**Instruction**
Continue the forum thread about the Vegas dog show and the new dogs from the point where it stops.

# Vegas, new dogs (I know I know) and Snow...



## American_Pit13 (Apr 23, 2007)

*So Vegas went well even though the crew wasn't up to par with conditioning. I just switched food a couple weeks before the show and didn't have them quiet back to norm yet.

Spock got 1-2nd, Crixus got a 2nd and 3rd, and Newbie Gluttony took 3-3rds. 
Wins from the Show

And the wall grows!


Spock-He is wet, it was a hot one! Photo by Doug.


On the way home we couldn't get across Donner Pass and had to stay from 2:30am to 8:30am. Most the dogs were not happy about it other than Gluttony (Freakin Canadians!) and Serena who is also new!

CH BlueRose Kennel's Sassi Li'l Serena. Doug was so nice as to pick her up from SoCal and bring her to the show for me. Serena is a couple wins shy of her UKC GRCH. She is an amazing WP dog that has had some great training and will be pulling and showing in the ADBA. Weighing in at 30-35lbs she is a tiny little thing.










Gluttony-Will be getting new name



I also took a female-Atreyu- for a friend who got 2-1st, a Judges choice and BOO (Best of Opposite).

Atreyu-Belongs to Allie of NorthernLights-Allie is also the breeder of Gluttony.



Just leaving Donner Pass


*


----------



## dixieland (Aug 14, 2009)

congrats on the wins and on the new additions!I'm loving Gluttony!Beautiful!!


----------



## American_Pit13 (Apr 23, 2007)

Other then that gay tail, she's pretty darn cute! Gay tails are like one of my things, but I am starting to see it as kinda cute lmao. It fits her. She is a very adorable wiggly little puppy. Her and Serena get along well which is great. Serena is none DA. Oh Serena is 2 years old I guess I should have mentioned. Same rules still apply, but it's nice to be able to walk multiple dogs at once.


----------



## Black Rabbit (Nov 14, 2009)

Awe I like these new additions. And congrats on the growing wall


----------



## American_Pit13 (Apr 23, 2007)

kg420 said:


> Awe I like these new additions. And congrats on the growing wall


Yeah I like them too. Neither of them were planed I swear! Lisa says I am collecting! Her and Doug are calling me Kruger Pet Kennels lmao! I just love me some purdy dogs 

Serena's breeder is a friend of mine who contacted me about picking her up and switching me for her sister Venus ( Who is the first UKC GRCH Tri with natural ears!). She would then Finish Serena, place her and I would send back V. Well we talked about it and I think Serena has great ADBA potential so I asked if I would finish her UKC Grand, could just stay here and I'll take her to the ADBA. Cassandra thought about it and decided to let her just stay with me 

Allie contacted me about 3 days later lol asking if I would like a sister to one of her pups I really liked. I thought it over and decided that yeah I could add her. Some things are going really good, I am almost finished with both my degrees (2 semesters left) and should be going back to work in May. So I can afford them and it gives me extra dogs to go to shows since I have to travel. Even this trip here Gluttony really came through bringing home an extra 3 ribbons. There where only 3 dogs in her class, but she doesn't understand that lmao. To her she's a winner!

**Recorded data**

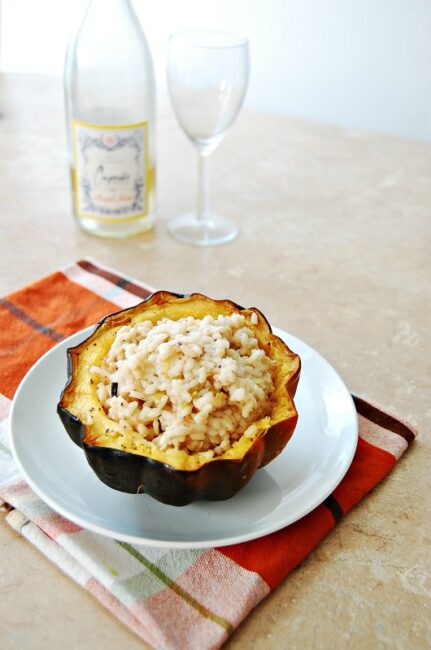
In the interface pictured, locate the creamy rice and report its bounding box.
[91,313,274,456]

**Output of the exercise**
----------



## mccoypitbulls (Nov 26, 2009)

Nice job. Always nice to come back with stuff!
Darn snow!!


----------



## Just Tap Pits (Mar 4, 2013)

Ap13 does that pup have splayed feet? Kinda look like it does and was just curious.


----------



## Black Rabbit (Nov 14, 2009)

I don't think she has splayed feet at all. She's standing on a rock which can spread the toes when they put pressure on the foot.


----------



## Odin`s_BlueDragon (Mar 11, 2012)

That was a fun show! Even though it was hot! Feel free to nab in pics I took of ur crew, ill share. 

And I like ur lil pet puppy! Lol. She does need a new name but I know u will come up with a good one 

Sent from Petguide.com Free App


----------



## American_Pit13 (Apr 23, 2007)

Just Tap Pits said:


> Ap13 does that pup have splayed feet? Kinda look like it does and was just curious.


No they are not splayed. Like KG said they are just pushed apart on the rocks.

These are from when she was younger





Odin's_BlueDragon said:


> And I like ur lil pet puppy! Lol. She does need a new name but I know u will come up with a good one


I like her to. She's a cool little dog and I think she will be fun in the ring.


----------



## rabbit (Jan 14, 2012)

Look at all those pretty ribbons! Congrats on your success! :cheers:


----------



## Just Tap Pits (Mar 4, 2013)

Ok just checkn. My girl has splayed feet. Id take splayed feet over easty westy any day lol


----------



## Aireal (Jul 2, 2010)

Congrats on the new addition Holly! They're cute, I really like the first female!


----------



## EckoMac (Aug 25, 2010)

That Glutony sure is a pretty little girl.
Congrats on all the wins, and on the new additions.


----------



## aimee235 (Apr 29, 2007)

Congrats on the wins.

You could have all made a ginormous thread about Vegas. lol.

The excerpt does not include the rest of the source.